• Task to complete
Copy out the part of the records that opens with the line containing "Target: wine glass stem" and closes at the end of the records, both ends included, with the requests kept unchanged. Multiply every coordinate in the answers by 2.5 and round each result to a whole number, with halves rounded up.

• Data entries
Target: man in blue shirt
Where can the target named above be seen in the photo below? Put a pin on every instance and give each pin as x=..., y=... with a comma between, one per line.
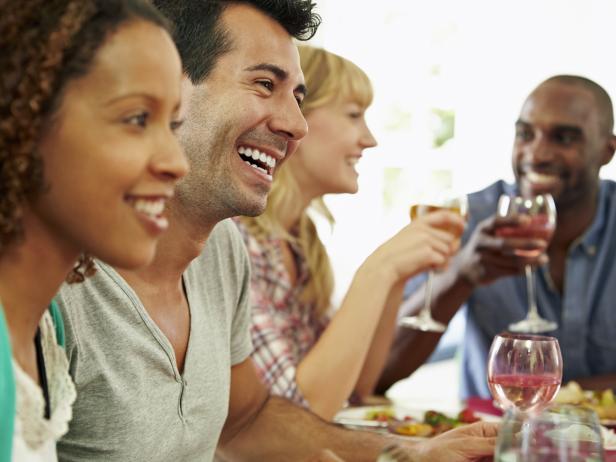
x=563, y=136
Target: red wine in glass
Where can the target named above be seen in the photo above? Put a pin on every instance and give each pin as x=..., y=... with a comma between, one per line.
x=538, y=220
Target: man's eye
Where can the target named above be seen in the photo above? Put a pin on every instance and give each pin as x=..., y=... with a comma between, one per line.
x=523, y=135
x=140, y=119
x=176, y=124
x=564, y=138
x=267, y=84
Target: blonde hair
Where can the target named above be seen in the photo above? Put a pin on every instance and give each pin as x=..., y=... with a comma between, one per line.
x=330, y=79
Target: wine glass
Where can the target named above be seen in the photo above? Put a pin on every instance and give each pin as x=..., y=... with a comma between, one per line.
x=561, y=433
x=524, y=371
x=444, y=201
x=541, y=213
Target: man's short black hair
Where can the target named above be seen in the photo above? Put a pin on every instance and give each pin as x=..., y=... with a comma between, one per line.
x=201, y=39
x=602, y=98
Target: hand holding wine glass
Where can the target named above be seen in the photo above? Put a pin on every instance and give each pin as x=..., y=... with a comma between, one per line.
x=537, y=216
x=445, y=201
x=524, y=371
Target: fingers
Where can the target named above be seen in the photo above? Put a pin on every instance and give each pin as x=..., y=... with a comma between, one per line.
x=325, y=456
x=484, y=429
x=445, y=220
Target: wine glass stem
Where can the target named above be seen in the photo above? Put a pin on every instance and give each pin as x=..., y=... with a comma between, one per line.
x=530, y=286
x=425, y=311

• Answer
Target: wine glass stem
Where can the target named above be seen in the photo above? Put a pin on every instance and give each pin as x=..., y=... with a comma between, one per line.
x=1325, y=715
x=1063, y=778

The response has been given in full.